- Document -
===============

Smart Appliances May Pose Risks for Smart Cyber Thieves

Smart Appliances May Pose Risks for Smart Cyber Thieves

date

Feb 11, 2016

Blog Information Technology Smart Appliances May Pose Risks for Smart Cyber Thieves

So, you’re all happy about that “smart” new toaster oven you got for Christmas. Combining heating elements, sensors and smartphone technology, it’s a computer that cooks, basically.

Why, it even has a chipset with a quad-core processor paired with a 5-inch touchscreen and an embedded HD camera that keeps “an eye” on the food while it cooks. Just dial up the image on your smart phone while you lounge poolside.

Such high-tech living is all part of the growing, ineluctable, trend toward realizing the Internet of Things (IoT), a movement that Jeremy Khan sees as controlling “everything from factory equipment to traffic lights and household appliances through the Web, creates vast opportunities for improved efficiency and convenience.”

Neat, eh? But Khan offers words of caution: that smart toaster oven may also represent a neat opportunity for cyber thieves to hack into your personal, web-connected domain.

Seriously.

“Hijacking smart toasters and refrigerators and hacking corporate ventilation systems are among the new threats envisioned by cybersecurity experts as an increasing array of items are connected to the Internet,” Kahn writes.

"And unless companies address the emerging cybersecurity risks the IoT poses, the IoT will fail," Stephen Pattison, the vice president of public affairs at ARM Holdings Plc, told Khan. 

“We ain’t seen nothing yet," added Pattison, speaking at the Security Innovation Network’s U.S./U.K. Global Cybersecurity Innovation Summit in London last month.

THE INTERNET OF THINGS. WHAT IS IT, EXACTLY?

The Internet of Things is a system composed of one or more devices (or components) that gather data about a condition or an event. That’s the most basic definition, according to BCC Research analyst Anand Joshi.
 
“These devices could have one or more sensors gathering information. Each one is connected to the Internet via a direct connection, such as a cellular Internet connection, or an indirect connection, such as a Bluetooth interface to a tablet or smartphone that is connected to the Internet directly or via a networking hub. These devices may also talk to a hub or network router that provides Internet connectivity within a home.”
 
Joshi further explains: “Using similar technology, the devices could also be connected to each other, allowing them to gather and act on data that they receive as well as data that they send. A Web interface is commonly used to communicate to these devices, although some devices have on-screen interfaces. There may be one or more applications in the cloud receiving data from these devices. The applications process the data to produce IoT devices in some instances may also have actuation capabilities, meaning they can take an action. An example of this would be a device that senses the presence or absence of people around the house, turns a lock on or off, allows remote control of the lock via a smartphone. Or, as with a smart toaster, keep you posted remotely on the cooking status of your food.”

===============

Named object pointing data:
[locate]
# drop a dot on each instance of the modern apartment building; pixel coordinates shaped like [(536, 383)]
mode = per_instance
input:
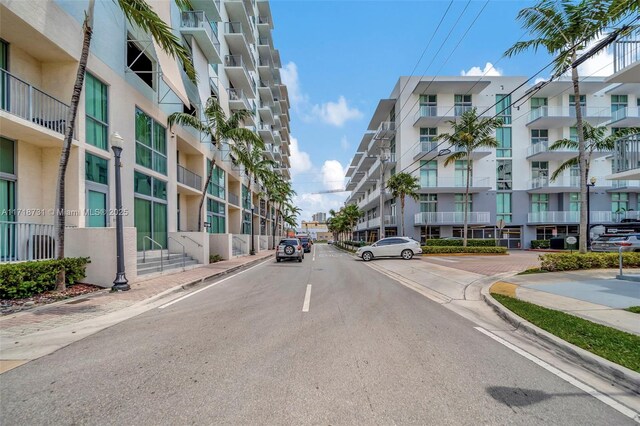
[(131, 87), (512, 196)]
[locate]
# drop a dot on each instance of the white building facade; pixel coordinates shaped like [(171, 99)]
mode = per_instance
[(512, 196), (131, 87)]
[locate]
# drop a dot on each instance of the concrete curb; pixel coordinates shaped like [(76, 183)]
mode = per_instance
[(618, 374), (203, 280)]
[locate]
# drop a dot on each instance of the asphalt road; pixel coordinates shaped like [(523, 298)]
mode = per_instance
[(263, 347)]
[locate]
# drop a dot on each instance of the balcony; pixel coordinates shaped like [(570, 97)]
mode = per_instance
[(210, 7), (238, 42), (554, 117), (625, 117), (451, 218), (432, 115), (560, 217), (189, 178), (453, 185), (196, 24), (239, 75), (26, 241), (237, 100), (33, 115)]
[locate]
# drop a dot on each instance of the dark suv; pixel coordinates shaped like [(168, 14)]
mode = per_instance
[(306, 243)]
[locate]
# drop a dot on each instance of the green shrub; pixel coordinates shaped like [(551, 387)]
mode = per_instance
[(19, 280), (449, 249), (540, 244), (458, 243), (572, 261)]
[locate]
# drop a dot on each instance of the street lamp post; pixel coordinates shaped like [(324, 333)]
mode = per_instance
[(120, 283), (253, 250), (592, 182)]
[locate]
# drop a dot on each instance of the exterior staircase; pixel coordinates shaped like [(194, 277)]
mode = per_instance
[(170, 262)]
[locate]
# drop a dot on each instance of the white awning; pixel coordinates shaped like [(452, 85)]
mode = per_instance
[(169, 66)]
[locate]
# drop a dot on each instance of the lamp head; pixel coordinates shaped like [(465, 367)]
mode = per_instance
[(116, 140)]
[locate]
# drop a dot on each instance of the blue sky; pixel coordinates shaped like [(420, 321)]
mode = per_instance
[(340, 58)]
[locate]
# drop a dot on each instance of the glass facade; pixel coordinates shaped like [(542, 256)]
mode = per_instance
[(151, 143), (96, 106)]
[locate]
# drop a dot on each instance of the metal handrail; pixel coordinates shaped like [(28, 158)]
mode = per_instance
[(192, 240), (144, 250), (169, 253)]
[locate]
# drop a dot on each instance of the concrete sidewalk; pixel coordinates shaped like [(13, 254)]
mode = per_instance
[(594, 295), (27, 335)]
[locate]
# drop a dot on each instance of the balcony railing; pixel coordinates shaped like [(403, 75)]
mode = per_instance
[(627, 154), (626, 51), (22, 99), (26, 241), (431, 218), (187, 177)]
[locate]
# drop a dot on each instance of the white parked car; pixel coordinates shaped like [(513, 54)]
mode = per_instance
[(404, 247)]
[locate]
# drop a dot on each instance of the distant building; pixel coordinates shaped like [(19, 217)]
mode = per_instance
[(319, 217)]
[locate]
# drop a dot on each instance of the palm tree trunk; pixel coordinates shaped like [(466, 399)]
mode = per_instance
[(582, 161), (204, 194), (466, 202), (60, 217)]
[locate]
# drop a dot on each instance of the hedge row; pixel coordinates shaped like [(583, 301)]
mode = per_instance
[(480, 250), (540, 244), (18, 280), (458, 243), (573, 261)]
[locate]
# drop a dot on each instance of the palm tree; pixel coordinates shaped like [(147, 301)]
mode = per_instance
[(138, 13), (402, 185), (469, 134), (220, 129), (256, 166), (564, 28), (595, 140)]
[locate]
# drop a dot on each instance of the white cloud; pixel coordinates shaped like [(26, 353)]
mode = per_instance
[(300, 161), (333, 175), (344, 143), (488, 71), (333, 113)]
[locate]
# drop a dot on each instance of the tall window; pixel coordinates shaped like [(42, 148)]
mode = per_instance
[(151, 143), (459, 203), (618, 106), (539, 203), (96, 106), (572, 105), (428, 203), (461, 173), (427, 135), (428, 174), (462, 104), (215, 216), (504, 175), (503, 136), (428, 105), (619, 202), (216, 186), (150, 210), (503, 206), (503, 108), (97, 190)]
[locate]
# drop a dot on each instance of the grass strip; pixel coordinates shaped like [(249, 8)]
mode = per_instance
[(615, 345)]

===============

- The task -
In the smart appliances post, what position does Stephen Pattison hold at ARM Holdings Plc? You won't need the data for this.

- Exercise output -
Vice president of public affairs.